Problem statement:
Please rewrite the listing below in full, swapping each "a point for each instance" for "one point per instance" and keeping everything else the same. Omit the pictures from your answer.
+++ Data provided +++
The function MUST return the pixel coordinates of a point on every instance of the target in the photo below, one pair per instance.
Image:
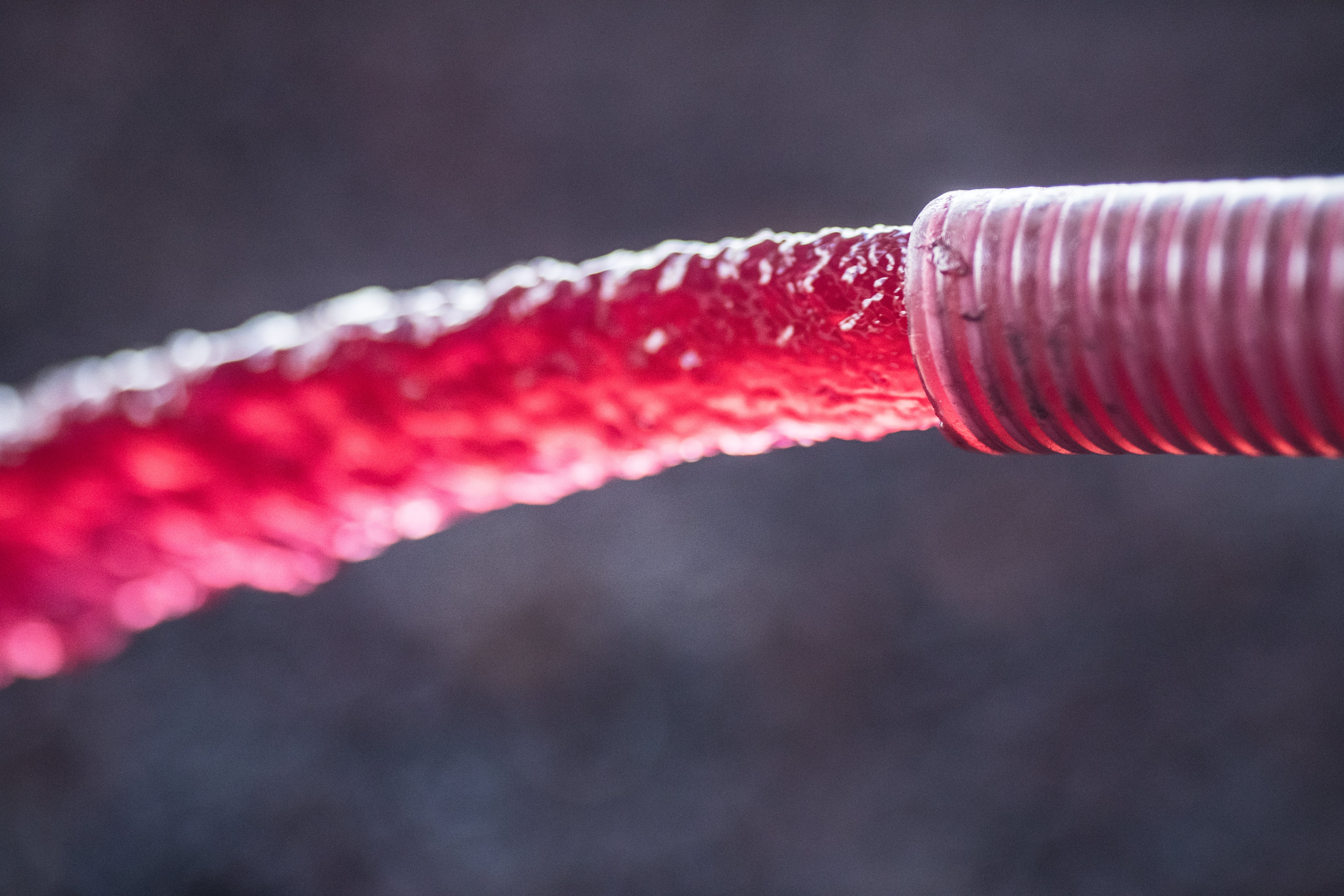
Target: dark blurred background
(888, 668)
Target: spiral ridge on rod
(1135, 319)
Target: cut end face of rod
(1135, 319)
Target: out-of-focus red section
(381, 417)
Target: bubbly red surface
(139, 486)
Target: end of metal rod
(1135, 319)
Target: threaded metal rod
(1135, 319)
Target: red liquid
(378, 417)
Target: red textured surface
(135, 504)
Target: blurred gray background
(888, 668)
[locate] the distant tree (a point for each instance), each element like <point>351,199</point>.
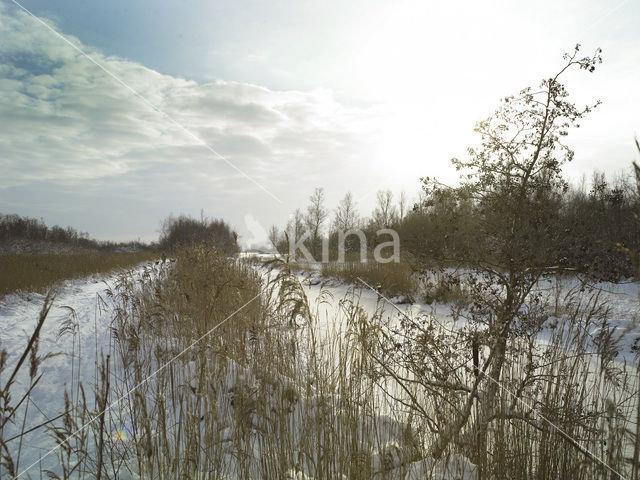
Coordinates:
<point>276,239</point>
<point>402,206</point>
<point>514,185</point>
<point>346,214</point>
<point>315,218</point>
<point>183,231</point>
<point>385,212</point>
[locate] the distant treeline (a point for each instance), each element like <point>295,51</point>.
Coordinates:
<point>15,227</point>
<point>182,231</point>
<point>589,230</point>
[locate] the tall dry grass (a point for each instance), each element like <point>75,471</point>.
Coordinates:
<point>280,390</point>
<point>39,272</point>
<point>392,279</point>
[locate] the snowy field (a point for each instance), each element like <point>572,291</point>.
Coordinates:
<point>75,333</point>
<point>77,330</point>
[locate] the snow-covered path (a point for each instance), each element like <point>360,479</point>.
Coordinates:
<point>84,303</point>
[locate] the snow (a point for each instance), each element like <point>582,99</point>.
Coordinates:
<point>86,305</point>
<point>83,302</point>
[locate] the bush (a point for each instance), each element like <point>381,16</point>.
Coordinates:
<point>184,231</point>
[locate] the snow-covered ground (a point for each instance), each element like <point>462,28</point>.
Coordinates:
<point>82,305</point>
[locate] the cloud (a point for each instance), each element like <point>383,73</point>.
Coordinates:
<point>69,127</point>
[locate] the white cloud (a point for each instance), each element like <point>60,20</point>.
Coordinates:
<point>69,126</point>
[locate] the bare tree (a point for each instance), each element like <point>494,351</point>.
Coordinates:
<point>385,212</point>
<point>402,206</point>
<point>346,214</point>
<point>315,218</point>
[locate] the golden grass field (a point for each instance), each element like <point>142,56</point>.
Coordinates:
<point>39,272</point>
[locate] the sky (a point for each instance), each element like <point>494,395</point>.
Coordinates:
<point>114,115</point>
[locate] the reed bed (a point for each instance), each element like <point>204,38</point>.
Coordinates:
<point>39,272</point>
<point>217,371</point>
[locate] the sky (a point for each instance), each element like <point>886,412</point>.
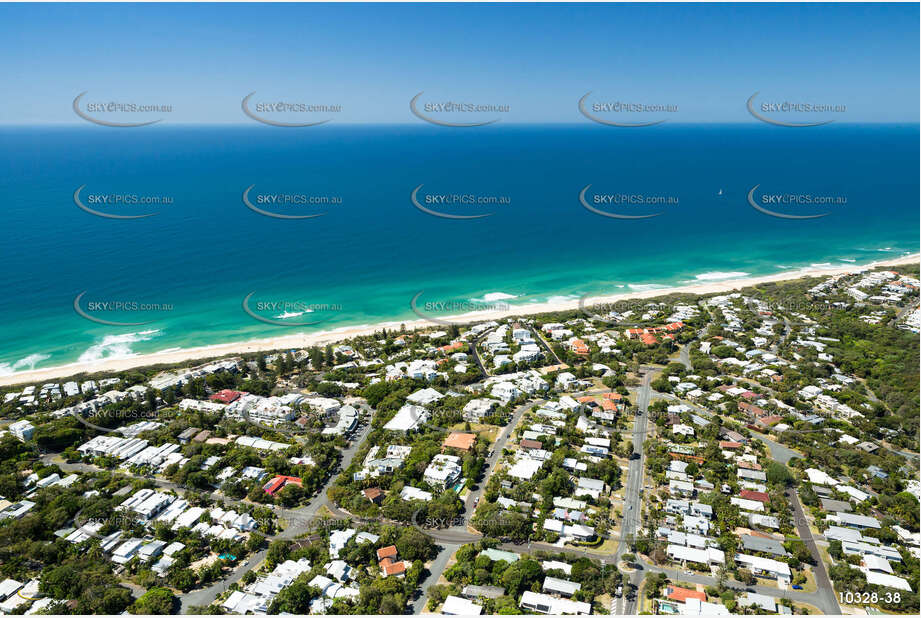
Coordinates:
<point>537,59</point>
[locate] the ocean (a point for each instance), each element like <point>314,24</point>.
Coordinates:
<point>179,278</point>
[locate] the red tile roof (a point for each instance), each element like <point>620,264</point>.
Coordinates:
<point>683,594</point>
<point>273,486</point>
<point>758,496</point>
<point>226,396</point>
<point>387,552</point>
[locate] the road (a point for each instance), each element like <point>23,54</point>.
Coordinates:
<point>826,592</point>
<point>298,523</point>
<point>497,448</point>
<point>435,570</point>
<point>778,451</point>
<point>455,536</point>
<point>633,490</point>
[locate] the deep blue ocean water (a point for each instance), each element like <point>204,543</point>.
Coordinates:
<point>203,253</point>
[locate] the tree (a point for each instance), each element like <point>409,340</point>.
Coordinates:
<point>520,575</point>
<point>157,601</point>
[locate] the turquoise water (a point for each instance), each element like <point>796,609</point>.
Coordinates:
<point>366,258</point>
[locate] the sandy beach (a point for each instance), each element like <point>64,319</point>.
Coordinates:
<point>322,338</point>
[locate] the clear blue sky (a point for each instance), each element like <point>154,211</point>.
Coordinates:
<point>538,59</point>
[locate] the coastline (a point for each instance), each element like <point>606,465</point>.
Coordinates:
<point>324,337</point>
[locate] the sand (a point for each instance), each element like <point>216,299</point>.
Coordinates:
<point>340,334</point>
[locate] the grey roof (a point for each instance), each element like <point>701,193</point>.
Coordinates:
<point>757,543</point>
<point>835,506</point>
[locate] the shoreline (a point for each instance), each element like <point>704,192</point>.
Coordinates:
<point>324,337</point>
+++
Answer:
The function MUST return the pixel coordinates of a point on every instance of the target in the photo below, one pair per instance.
Image:
Target: dark blurred background
(888, 668)
Target: spiral ridge on rod
(1135, 319)
Target: cut end face of rod
(1135, 319)
Target: out-of-focus red section
(381, 417)
Target: bubbly red surface
(139, 486)
Target: end of metal rod
(1135, 319)
Target: threaded metal rod
(1135, 319)
Target: red liquid
(378, 417)
Target: red textured surface
(135, 504)
Target: blurred gray background
(888, 668)
[locate] the distant tree (one point per instance), each element like <point>351,199</point>.
Coordinates:
<point>276,239</point>
<point>402,206</point>
<point>514,185</point>
<point>346,214</point>
<point>315,218</point>
<point>183,231</point>
<point>385,212</point>
[locate] the distant treeline (one point per instance), each element like <point>295,51</point>.
Coordinates:
<point>15,227</point>
<point>182,231</point>
<point>589,230</point>
[locate] the tall dry grass (one point per instance), each element like <point>75,471</point>.
Coordinates:
<point>280,390</point>
<point>39,272</point>
<point>392,279</point>
[locate] the snowy field (one point per instance), each element like <point>572,291</point>.
Coordinates:
<point>75,333</point>
<point>77,330</point>
[locate] the snow-covered path (one point per instance), each element like <point>360,479</point>.
Coordinates:
<point>84,303</point>
[locate] the snow (one point per instance), each element like <point>582,99</point>.
Coordinates:
<point>86,305</point>
<point>83,302</point>
[locate] the bush (one point per instance), each element like <point>381,16</point>.
Coordinates:
<point>184,231</point>
[locate] the snow-covered ground (one point per instance), each element like <point>462,28</point>.
Coordinates:
<point>82,305</point>
[locate] the cloud (one point per instance), each element like <point>383,73</point>.
Coordinates:
<point>69,127</point>
[locate] the white cloud (one point per instance), each element like <point>60,20</point>.
Coordinates:
<point>69,126</point>
[locate] the bare tree (one point per instance), each element like <point>494,351</point>.
Coordinates:
<point>385,212</point>
<point>402,206</point>
<point>346,214</point>
<point>315,218</point>
[locate] the golden grass field (one point per instance), each element like <point>142,56</point>.
Coordinates:
<point>39,272</point>
[locate] the sky (one point per instance), each element like <point>494,395</point>.
Coordinates:
<point>114,115</point>
[locate] the reed bed (one point per instance), each element like <point>204,38</point>.
Coordinates:
<point>39,272</point>
<point>217,371</point>
[locate] the sky (one point per instance), each element like <point>886,412</point>.
Coordinates:
<point>537,59</point>
[locate] the ocean (one point per instance), each element like <point>314,24</point>.
Coordinates:
<point>179,278</point>
[locate] the red tile roof (one point per instance), each element like <point>620,264</point>.
Coordinates:
<point>683,594</point>
<point>273,486</point>
<point>758,496</point>
<point>226,396</point>
<point>387,552</point>
[locate] the road (one point per instance), each element like <point>23,54</point>.
Coordinates:
<point>826,592</point>
<point>298,523</point>
<point>497,448</point>
<point>435,570</point>
<point>778,451</point>
<point>455,536</point>
<point>633,490</point>
[locate] the deep blue ocean water (one point per instance), each element like <point>204,543</point>.
Coordinates:
<point>203,253</point>
[locate] the tree (one point per instance), each element like <point>409,340</point>.
Coordinates:
<point>520,575</point>
<point>157,601</point>
[locate] the turquoise water (one point per instance), each element like <point>796,609</point>.
Coordinates:
<point>366,258</point>
[locate] the sandy beach (one point per instance), each element like <point>64,319</point>.
Coordinates:
<point>322,338</point>
[locate] the clear blue sky (one point per instance), each element like <point>154,211</point>.
Coordinates:
<point>538,59</point>
[locate] the coastline (one point per instance), each element like <point>606,465</point>.
Coordinates:
<point>324,337</point>
[locate] the sand (one point per instance), each element like <point>216,299</point>.
Coordinates:
<point>340,334</point>
[locate] the grey roof (one point per instance), each element like <point>701,193</point>.
Coordinates:
<point>757,543</point>
<point>835,506</point>
[locate] the shoreline (one point per instance), each element like <point>704,192</point>.
Coordinates:
<point>324,337</point>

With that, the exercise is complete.